## BEGIN STORED DATA

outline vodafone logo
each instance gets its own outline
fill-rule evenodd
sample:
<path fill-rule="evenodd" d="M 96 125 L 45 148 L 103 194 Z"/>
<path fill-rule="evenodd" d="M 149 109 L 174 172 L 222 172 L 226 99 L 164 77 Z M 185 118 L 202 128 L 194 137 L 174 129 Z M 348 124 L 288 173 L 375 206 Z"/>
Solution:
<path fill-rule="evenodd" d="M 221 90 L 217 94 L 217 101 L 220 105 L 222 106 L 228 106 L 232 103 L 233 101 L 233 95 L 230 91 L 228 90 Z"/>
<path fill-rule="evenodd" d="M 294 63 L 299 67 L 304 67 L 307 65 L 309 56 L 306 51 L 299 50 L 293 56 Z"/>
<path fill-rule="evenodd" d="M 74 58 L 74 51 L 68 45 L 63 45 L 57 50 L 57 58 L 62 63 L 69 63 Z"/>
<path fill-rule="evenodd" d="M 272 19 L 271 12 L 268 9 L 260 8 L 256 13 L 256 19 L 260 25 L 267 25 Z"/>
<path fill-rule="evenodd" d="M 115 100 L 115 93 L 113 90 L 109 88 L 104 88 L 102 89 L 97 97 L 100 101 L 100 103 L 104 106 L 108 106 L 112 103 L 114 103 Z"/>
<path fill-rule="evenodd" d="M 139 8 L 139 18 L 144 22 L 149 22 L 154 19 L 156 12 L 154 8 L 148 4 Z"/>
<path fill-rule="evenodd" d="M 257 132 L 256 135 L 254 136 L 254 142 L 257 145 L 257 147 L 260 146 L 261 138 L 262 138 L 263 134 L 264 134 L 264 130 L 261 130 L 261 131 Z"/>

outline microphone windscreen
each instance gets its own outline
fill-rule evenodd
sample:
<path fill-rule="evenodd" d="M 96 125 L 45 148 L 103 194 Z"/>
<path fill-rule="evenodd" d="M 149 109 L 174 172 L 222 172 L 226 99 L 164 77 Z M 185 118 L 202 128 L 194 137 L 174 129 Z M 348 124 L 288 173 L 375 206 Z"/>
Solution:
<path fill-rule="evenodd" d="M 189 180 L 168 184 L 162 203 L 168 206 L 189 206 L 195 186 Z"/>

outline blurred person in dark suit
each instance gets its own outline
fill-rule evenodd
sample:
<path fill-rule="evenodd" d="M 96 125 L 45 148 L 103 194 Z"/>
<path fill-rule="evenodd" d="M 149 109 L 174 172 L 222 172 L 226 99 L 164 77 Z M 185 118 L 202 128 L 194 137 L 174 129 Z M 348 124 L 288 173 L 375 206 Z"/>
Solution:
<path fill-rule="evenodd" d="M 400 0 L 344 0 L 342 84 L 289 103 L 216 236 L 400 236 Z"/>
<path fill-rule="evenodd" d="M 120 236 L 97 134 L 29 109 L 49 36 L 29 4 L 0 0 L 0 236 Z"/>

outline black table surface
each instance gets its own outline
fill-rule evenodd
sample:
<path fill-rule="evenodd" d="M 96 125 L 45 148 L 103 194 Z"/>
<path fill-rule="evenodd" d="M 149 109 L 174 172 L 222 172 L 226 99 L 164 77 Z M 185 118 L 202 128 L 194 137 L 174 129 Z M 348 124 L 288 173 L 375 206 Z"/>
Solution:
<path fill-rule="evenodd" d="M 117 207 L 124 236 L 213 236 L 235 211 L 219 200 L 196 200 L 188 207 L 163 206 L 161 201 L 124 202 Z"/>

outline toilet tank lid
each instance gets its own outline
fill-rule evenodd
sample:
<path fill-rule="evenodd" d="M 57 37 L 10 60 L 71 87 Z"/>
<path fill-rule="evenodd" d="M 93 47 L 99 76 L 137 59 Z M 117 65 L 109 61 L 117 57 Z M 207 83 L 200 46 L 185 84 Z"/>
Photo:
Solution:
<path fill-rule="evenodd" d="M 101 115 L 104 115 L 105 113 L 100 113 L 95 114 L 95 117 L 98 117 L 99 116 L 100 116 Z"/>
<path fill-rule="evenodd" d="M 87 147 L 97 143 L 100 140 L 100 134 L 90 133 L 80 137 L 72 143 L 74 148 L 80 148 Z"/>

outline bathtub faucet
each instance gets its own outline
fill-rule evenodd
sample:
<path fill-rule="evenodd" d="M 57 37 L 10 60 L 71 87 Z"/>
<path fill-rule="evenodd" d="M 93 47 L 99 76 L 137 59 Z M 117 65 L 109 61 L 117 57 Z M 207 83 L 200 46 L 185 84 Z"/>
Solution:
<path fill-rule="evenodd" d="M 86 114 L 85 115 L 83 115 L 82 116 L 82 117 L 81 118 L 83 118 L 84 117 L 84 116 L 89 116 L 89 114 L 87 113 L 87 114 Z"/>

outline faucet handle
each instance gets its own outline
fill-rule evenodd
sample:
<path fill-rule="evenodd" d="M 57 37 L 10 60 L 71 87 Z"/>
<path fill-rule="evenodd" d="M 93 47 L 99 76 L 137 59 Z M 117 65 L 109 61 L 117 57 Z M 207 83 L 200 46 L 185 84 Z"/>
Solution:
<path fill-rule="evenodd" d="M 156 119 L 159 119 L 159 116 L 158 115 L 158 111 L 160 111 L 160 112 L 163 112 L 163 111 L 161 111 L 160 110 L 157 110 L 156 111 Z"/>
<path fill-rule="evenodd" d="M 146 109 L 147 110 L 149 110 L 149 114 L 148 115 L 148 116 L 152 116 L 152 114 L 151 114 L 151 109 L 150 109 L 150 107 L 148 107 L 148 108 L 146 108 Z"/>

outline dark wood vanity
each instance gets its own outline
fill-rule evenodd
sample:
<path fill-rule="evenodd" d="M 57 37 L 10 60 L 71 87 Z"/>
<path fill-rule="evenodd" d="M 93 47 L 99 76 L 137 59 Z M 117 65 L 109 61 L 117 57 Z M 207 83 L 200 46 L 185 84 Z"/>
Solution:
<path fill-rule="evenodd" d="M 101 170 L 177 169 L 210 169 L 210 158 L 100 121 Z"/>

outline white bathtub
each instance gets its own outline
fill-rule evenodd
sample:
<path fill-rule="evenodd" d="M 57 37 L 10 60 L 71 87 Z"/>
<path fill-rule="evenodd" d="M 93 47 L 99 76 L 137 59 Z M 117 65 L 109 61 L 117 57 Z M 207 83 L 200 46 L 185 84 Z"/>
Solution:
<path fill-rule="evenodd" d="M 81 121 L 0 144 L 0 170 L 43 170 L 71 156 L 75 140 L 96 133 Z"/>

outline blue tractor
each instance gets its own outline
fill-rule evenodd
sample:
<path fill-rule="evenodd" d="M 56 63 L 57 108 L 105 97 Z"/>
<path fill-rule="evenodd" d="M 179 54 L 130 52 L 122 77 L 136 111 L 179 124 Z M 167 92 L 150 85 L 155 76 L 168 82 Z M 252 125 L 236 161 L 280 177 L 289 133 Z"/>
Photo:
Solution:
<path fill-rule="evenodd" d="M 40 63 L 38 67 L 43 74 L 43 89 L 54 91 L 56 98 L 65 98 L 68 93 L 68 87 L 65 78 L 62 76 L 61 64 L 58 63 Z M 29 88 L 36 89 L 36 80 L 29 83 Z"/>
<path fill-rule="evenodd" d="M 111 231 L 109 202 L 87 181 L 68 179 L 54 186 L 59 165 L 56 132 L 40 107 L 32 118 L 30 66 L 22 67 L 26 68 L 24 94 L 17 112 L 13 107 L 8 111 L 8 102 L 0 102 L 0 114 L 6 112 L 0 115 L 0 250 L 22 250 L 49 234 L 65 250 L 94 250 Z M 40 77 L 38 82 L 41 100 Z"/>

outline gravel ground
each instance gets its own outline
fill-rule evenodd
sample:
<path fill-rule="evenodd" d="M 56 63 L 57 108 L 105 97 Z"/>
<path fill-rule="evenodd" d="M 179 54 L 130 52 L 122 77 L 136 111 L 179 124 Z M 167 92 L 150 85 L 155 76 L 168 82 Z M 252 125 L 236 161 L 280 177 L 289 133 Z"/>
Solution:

## END STORED DATA

• _WHAT YOU HAVE TO DO_:
Copy out the material word for word, from the line containing "outline dark wood vanity" through the line containing "121 L 0 144", with both of those lines included.

• _REPLY_:
outline dark wood vanity
each instance gets its own outline
fill-rule evenodd
sample:
<path fill-rule="evenodd" d="M 57 37 L 10 60 L 71 87 Z"/>
<path fill-rule="evenodd" d="M 93 47 L 99 76 L 137 59 Z M 117 65 L 109 61 L 117 57 Z M 207 83 L 200 46 L 185 84 Z"/>
Solution:
<path fill-rule="evenodd" d="M 101 170 L 177 169 L 210 169 L 210 158 L 100 121 Z"/>

outline white bathtub
each instance gets its own outline
fill-rule evenodd
sample:
<path fill-rule="evenodd" d="M 57 37 L 10 60 L 71 87 Z"/>
<path fill-rule="evenodd" d="M 93 47 L 99 76 L 137 59 Z M 117 65 L 109 61 L 117 57 Z M 207 83 L 200 46 L 185 84 Z"/>
Solution:
<path fill-rule="evenodd" d="M 81 121 L 0 144 L 0 170 L 43 170 L 71 156 L 75 140 L 96 133 Z"/>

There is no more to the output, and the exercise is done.